Aim of the exercise –
Update the material between the lines holding "[locate] the woman's" and "x=172, y=288", inclusive, by replacing "shoreline" with "coastline". Leave everything else unchanged.

[Start Stored records]

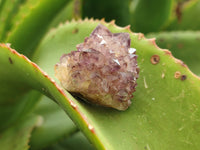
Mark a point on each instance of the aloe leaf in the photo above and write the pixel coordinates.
(55, 125)
(36, 20)
(74, 142)
(17, 136)
(118, 10)
(14, 106)
(165, 110)
(183, 45)
(150, 16)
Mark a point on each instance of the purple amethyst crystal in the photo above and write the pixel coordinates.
(103, 70)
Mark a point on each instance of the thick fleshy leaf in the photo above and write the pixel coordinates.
(74, 142)
(184, 45)
(39, 13)
(165, 109)
(55, 126)
(17, 136)
(150, 16)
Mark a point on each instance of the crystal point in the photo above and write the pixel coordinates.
(103, 70)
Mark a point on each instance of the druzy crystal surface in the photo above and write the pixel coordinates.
(103, 70)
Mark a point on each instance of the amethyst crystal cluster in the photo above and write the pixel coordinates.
(103, 70)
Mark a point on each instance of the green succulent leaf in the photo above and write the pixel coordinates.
(17, 136)
(165, 109)
(55, 126)
(74, 142)
(183, 45)
(150, 16)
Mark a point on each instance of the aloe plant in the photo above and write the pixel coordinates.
(165, 109)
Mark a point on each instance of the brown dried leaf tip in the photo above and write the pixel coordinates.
(103, 70)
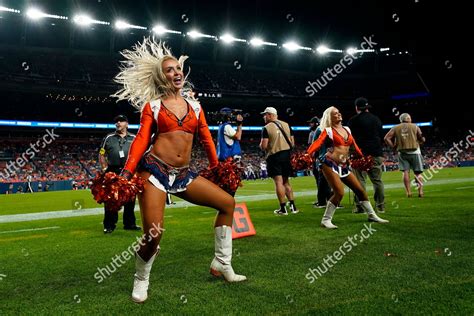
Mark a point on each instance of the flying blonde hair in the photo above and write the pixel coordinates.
(326, 119)
(141, 74)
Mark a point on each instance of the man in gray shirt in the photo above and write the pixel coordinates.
(112, 157)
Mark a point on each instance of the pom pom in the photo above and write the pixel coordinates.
(115, 190)
(363, 164)
(227, 175)
(301, 161)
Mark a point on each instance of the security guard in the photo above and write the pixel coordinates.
(112, 157)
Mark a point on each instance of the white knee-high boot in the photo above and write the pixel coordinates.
(142, 277)
(220, 265)
(371, 213)
(327, 217)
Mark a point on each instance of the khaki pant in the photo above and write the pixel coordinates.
(375, 175)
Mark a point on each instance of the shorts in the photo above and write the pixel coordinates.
(343, 170)
(279, 164)
(410, 161)
(165, 177)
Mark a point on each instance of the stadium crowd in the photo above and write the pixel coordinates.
(76, 160)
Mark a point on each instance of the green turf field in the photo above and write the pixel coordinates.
(420, 263)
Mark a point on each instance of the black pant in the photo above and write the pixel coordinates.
(324, 191)
(111, 218)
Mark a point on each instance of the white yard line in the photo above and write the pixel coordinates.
(180, 204)
(28, 230)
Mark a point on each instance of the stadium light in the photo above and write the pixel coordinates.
(293, 46)
(36, 14)
(196, 34)
(323, 49)
(5, 9)
(160, 30)
(228, 38)
(351, 50)
(85, 20)
(256, 42)
(122, 25)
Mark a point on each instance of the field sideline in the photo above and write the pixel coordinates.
(420, 263)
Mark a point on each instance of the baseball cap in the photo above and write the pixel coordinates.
(362, 103)
(270, 110)
(227, 111)
(315, 119)
(120, 118)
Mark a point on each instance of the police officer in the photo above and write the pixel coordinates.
(112, 157)
(228, 138)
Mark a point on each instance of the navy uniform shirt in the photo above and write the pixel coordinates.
(115, 148)
(368, 133)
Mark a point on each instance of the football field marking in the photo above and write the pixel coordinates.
(183, 204)
(29, 230)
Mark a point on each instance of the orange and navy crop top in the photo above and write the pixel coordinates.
(161, 120)
(169, 122)
(331, 138)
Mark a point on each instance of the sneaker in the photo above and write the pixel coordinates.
(294, 210)
(132, 227)
(280, 212)
(358, 210)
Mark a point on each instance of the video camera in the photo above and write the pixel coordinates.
(225, 115)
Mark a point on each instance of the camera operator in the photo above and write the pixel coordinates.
(228, 138)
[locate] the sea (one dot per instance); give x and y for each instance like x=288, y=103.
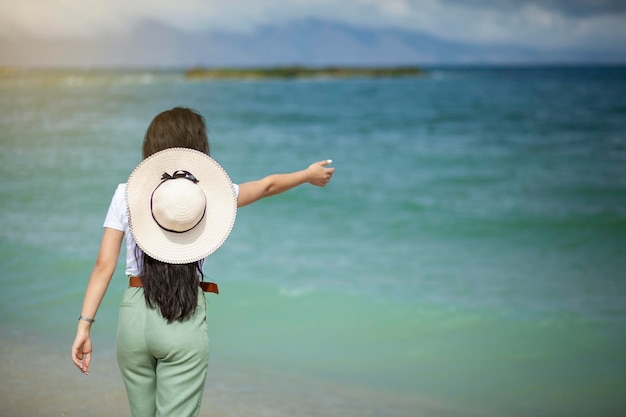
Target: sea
x=467, y=259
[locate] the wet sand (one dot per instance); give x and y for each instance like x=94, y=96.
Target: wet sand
x=41, y=381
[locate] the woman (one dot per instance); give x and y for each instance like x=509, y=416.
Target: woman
x=177, y=207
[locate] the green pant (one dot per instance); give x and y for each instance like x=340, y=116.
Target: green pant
x=163, y=365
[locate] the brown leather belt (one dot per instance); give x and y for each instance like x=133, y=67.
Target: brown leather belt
x=206, y=286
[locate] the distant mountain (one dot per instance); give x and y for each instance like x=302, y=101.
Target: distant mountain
x=307, y=42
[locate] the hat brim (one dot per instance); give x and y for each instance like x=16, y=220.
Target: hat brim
x=209, y=234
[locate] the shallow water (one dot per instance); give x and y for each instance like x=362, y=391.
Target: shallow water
x=467, y=258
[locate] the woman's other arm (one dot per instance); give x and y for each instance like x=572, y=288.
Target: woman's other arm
x=96, y=288
x=316, y=174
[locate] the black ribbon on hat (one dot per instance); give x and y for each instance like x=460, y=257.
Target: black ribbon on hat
x=179, y=174
x=166, y=177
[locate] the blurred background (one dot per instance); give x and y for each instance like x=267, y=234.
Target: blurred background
x=466, y=260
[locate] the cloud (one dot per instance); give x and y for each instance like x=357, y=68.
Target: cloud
x=533, y=23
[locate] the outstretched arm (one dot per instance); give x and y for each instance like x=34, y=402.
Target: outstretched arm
x=96, y=288
x=316, y=174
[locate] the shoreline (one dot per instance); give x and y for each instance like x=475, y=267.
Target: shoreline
x=40, y=380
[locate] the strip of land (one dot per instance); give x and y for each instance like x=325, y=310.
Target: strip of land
x=302, y=72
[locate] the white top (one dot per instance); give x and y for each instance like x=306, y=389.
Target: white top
x=117, y=218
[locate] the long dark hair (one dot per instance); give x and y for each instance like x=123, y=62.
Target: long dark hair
x=179, y=127
x=172, y=288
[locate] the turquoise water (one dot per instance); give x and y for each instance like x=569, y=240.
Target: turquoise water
x=468, y=253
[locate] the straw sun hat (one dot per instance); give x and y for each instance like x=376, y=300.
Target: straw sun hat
x=181, y=205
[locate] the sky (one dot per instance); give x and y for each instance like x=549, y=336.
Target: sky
x=540, y=24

[End Stored records]

Worked answer –
[locate] the woman's other arm (one dot per instance); give x and y for each instance like x=572, y=288.
Target: woman's other arm
x=96, y=288
x=316, y=174
[locate] the black ribbon on hat (one dot per instance); give x and y for each instance like x=460, y=257.
Target: black ribbon on hat
x=179, y=174
x=166, y=177
[locate] the blurred background (one dot per instance); give x and y for each instance like x=267, y=234.
Target: blurred background
x=466, y=260
[locate] the cloud (one dot per instance); give x and y for each instance like x=357, y=68.
Target: cloud
x=533, y=23
[locate] the outstretched arm (one dot per instance); give x and y for each instance like x=34, y=402.
Target: outstretched arm
x=96, y=288
x=316, y=174
[locate] the coastline (one dot per instance); give x and y for each instance like x=475, y=267.
Target: coastline
x=40, y=380
[locate] the strip of land (one dot per instance); give x and y for each instance like x=325, y=310.
Target: strip of land
x=302, y=72
[locate] the white top (one dot per instance); give x and y for each instance like x=306, y=389.
Target: white top
x=117, y=218
[locate] the long dark hair (one dot per instance); give x and y for each instance like x=123, y=62.
Target: long dark hair
x=179, y=127
x=172, y=288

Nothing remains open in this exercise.